Your goal: Reproduce, unchanged, the lines of the records starting at the line that contains "Your task is" and ending at the line that contains "negative clicks: (286, 334)", with both of those lines included. Give only those lines.

───── Entries shown

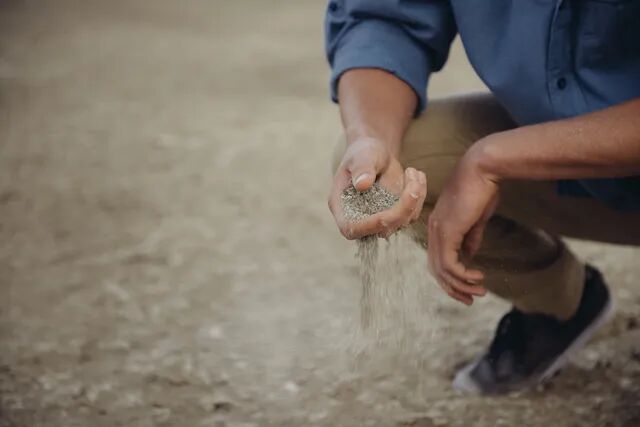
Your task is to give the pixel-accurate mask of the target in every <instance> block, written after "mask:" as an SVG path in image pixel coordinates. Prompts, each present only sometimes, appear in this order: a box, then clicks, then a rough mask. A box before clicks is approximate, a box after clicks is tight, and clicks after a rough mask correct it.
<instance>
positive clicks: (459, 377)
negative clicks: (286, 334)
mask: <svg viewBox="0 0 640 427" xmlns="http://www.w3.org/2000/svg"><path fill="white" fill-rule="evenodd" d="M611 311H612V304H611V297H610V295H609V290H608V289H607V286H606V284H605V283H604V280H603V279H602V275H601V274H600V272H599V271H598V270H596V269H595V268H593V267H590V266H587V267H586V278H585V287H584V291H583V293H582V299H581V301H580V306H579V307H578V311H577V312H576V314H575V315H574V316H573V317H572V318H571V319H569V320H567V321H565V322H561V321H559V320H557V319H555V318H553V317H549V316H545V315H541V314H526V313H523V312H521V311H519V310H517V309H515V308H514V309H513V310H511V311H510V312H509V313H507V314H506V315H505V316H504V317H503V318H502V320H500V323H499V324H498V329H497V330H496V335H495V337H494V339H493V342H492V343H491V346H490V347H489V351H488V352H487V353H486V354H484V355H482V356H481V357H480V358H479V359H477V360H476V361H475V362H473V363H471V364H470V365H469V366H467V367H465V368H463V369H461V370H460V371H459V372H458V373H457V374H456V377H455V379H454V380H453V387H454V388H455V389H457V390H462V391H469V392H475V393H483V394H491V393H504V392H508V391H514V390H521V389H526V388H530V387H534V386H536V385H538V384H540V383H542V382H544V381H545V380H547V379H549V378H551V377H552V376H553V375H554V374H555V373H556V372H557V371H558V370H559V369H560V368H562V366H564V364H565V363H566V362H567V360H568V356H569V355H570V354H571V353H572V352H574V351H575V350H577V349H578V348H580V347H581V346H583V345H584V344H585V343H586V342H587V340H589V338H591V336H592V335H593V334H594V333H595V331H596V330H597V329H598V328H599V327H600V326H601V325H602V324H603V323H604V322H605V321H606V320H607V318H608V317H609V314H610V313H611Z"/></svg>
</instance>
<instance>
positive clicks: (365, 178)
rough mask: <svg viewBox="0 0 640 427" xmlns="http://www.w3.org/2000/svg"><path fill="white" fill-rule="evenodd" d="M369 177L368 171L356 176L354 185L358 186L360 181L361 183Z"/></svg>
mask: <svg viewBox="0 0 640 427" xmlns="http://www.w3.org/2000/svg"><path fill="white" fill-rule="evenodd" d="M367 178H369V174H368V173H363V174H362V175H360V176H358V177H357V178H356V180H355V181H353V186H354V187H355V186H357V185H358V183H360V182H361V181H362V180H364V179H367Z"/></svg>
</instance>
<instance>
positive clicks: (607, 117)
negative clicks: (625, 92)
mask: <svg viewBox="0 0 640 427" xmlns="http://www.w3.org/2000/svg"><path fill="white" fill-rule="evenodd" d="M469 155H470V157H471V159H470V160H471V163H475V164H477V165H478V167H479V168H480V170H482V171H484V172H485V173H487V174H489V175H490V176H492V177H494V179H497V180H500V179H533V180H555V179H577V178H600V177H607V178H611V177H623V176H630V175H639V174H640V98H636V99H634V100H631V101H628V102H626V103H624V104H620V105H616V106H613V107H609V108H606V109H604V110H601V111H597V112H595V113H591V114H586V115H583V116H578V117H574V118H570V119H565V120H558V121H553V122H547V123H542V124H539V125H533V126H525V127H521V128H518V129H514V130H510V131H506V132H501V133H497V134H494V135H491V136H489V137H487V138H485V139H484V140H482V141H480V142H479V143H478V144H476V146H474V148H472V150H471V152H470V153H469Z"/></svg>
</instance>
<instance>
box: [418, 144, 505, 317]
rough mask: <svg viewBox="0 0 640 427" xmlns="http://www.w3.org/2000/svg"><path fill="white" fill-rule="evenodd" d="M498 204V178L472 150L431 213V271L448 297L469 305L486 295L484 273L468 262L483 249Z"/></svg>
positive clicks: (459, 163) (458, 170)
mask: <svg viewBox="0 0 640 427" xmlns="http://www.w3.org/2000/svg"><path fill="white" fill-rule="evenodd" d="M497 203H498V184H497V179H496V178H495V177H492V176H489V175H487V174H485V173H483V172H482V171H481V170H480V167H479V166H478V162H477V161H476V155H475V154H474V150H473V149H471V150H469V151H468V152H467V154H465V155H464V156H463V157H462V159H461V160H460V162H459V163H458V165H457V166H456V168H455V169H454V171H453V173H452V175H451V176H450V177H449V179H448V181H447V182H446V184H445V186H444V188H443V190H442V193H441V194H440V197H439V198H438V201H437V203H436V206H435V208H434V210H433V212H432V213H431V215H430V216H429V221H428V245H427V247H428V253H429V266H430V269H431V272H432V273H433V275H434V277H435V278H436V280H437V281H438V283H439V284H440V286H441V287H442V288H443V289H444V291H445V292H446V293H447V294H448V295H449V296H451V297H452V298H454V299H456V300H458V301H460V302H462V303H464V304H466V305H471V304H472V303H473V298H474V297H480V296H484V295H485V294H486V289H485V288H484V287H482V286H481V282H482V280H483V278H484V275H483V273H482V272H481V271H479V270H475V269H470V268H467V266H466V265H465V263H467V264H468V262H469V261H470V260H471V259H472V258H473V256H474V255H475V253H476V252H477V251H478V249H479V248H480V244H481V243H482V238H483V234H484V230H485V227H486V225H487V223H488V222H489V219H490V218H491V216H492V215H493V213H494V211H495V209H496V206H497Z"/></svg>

──────────
───── Entries shown

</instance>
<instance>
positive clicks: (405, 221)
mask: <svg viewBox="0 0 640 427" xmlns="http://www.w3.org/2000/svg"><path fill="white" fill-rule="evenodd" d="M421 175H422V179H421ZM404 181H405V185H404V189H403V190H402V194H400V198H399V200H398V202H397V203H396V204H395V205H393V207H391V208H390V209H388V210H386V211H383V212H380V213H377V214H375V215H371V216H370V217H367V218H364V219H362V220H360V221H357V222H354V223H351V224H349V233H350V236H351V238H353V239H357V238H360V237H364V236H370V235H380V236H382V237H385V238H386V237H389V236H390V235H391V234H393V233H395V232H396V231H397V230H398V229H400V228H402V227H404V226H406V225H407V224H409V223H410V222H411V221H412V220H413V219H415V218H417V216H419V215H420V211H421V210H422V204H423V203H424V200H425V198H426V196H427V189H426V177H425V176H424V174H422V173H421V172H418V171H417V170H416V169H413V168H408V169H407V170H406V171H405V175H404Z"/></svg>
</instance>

──────────

Answer to the exercise:
Your task is to give the pixel-accurate mask of the target in every <instance> block, written after "mask:" as an SVG path in image pixel coordinates. Prompts, each present only sometimes, appear in this order: a box, then clicks, then a rough mask. A box before clicks is approximate, a box after clicks is tight, and clicks after a rough mask correct it.
<instance>
positive clicks: (459, 377)
negative clicks: (286, 334)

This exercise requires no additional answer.